> **Document section**:
((

It may be true that most people who died in car accidents were wearing a belt, so $P(B \mid A)$ is large.
But this does not mean that wearing a belt is dangerous.

What really matters for your personal risk is $P(A \mid B)$ vs $P(A \mid \bar B)$ , and because $P(A)$ is extremely small, seat belts can dramatically reduce risk even if $P(B \mid A)$ is high.

Medical tests: sensitivity, specificity, and the base-rate fallacy¶

Consider a diagnostic test, e.g. mammography for breast cancer.

Let

$B$ : “person has the disease (breast cancer)”,
$\bar B$ : “person does not have the disease”,
$T$ : “test result is positive”,
$\bar T$ : “test result is negative”.

The test is characterized by:

Sensitivity (true positive rate, TPR)
$\text{sensitivity} = P(T \mid B)$
(27)
Specificity (true negative rate, TNR)
$\text{specificity} = P(\bar T \mid \bar B)$
(28)
False positive rate (FPR)
$\text{FPR} = P(T \mid \bar B) = 1 - \text{specificity}.$
(29)
Prevalence (base rate) of the disease in the population
$\text{prevalence} = P(B).$
(30)

Posterior probability of disease given a positive test¶

What we really want to know is the posterior

P(B \mid T) = \frac{P(T \mid B)\, P(B)}{P(T)}.

(31)

Using the law of total probability for $P(T)$ ,

P(T) = P(T \mid B)\, P(B) + P(T \mid \bar B)\, P(\bar B),

(32)

))

Stored data entries:
((

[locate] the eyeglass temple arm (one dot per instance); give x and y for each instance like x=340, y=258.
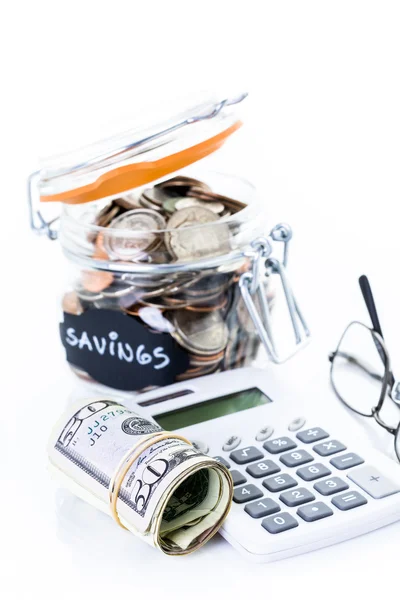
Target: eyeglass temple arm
x=373, y=313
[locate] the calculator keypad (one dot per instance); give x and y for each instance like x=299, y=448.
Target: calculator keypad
x=298, y=457
x=237, y=477
x=245, y=455
x=329, y=447
x=279, y=445
x=263, y=468
x=262, y=508
x=345, y=461
x=223, y=461
x=312, y=472
x=349, y=500
x=283, y=489
x=279, y=483
x=309, y=436
x=280, y=523
x=297, y=497
x=246, y=493
x=315, y=511
x=330, y=486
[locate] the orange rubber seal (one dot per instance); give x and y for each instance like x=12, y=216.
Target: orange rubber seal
x=128, y=177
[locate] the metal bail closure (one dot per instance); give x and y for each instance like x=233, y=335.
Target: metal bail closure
x=37, y=221
x=252, y=290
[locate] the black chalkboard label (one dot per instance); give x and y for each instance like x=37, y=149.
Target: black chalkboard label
x=119, y=351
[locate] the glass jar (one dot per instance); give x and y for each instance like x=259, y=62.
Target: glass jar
x=170, y=268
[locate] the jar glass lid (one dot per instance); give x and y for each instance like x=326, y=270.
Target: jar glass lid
x=140, y=155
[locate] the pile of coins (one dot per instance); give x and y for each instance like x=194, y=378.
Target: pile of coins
x=178, y=220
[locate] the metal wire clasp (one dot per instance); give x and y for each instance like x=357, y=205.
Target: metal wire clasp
x=37, y=221
x=252, y=289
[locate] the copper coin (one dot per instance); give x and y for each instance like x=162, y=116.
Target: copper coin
x=96, y=281
x=196, y=308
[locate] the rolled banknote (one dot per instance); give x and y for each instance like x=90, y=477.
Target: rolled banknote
x=152, y=482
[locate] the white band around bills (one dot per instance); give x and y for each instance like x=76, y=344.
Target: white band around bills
x=127, y=461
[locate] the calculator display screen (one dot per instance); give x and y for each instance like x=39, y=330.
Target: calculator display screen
x=211, y=409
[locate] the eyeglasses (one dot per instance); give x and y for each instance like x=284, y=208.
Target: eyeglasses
x=360, y=368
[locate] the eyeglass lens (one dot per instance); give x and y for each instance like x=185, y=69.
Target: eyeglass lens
x=358, y=369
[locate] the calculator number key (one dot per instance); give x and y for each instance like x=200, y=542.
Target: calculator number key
x=297, y=497
x=308, y=436
x=223, y=461
x=331, y=486
x=297, y=457
x=237, y=477
x=280, y=523
x=246, y=493
x=245, y=455
x=279, y=483
x=349, y=500
x=262, y=508
x=312, y=472
x=314, y=512
x=279, y=445
x=346, y=461
x=262, y=469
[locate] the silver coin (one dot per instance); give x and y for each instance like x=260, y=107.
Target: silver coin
x=192, y=238
x=215, y=207
x=202, y=334
x=133, y=234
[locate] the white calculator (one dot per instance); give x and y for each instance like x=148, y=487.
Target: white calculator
x=299, y=485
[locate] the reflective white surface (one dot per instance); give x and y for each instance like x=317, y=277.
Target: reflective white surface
x=324, y=134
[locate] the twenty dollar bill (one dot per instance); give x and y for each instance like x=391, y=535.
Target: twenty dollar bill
x=172, y=496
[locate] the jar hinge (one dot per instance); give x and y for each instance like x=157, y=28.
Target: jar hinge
x=37, y=221
x=251, y=286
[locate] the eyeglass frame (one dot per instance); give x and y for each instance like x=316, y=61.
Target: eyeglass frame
x=389, y=385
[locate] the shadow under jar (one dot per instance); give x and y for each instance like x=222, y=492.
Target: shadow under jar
x=155, y=293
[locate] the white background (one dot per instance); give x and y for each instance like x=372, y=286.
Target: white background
x=322, y=145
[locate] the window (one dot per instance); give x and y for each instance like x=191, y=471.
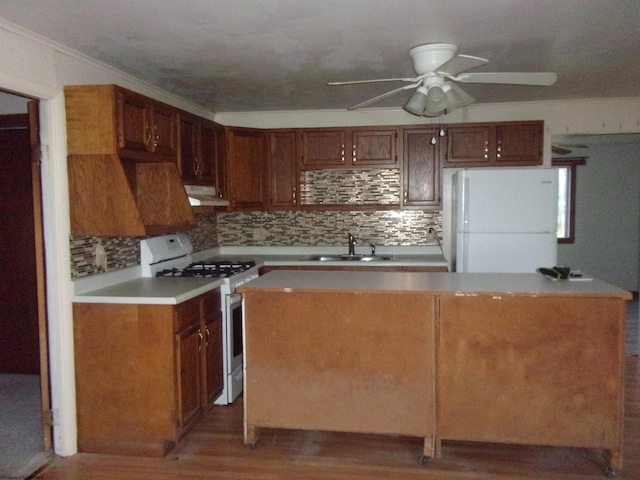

))

> **Tasks to perform**:
a) Summarize the probability text in two sentences.
b) Rewrite the part of the probability text starting with "Consider a diagnostic" and going on through "positive rate, TPR)", putting "illness" in place of "disease".
c) What example of a diagnostic test does the probability text give?

> **Exercise answers**:
a) A large $P(B \mid A)$, with most people who died in car accidents wearing a belt, does not make belts dangerous: personal risk depends on $P(A \mid B)$ versus $P(A \mid \bar B)$, and because $P(A)$ is extremely small, seat belts can dramatically reduce risk. A diagnostic test is characterized by its sensitivity, specificity, false positive rate and the prevalence of the disease, and what is really wanted is the posterior probability of disease given a positive test, found with Bayes' formula and the law of total probability for $P(T)$.

b)
Consider a diagnostic test, e.g. mammography for breast cancer.

Let

$B$ : “person has the illness (breast cancer)”,
$\bar B$ : “person does not have the illness”,
$T$ : “test result is positive”,
$\bar T$ : “test result is negative”.

The test is characterized by:

Sensitivity (true positive rate, TPR)

c) Mammography for breast cancer.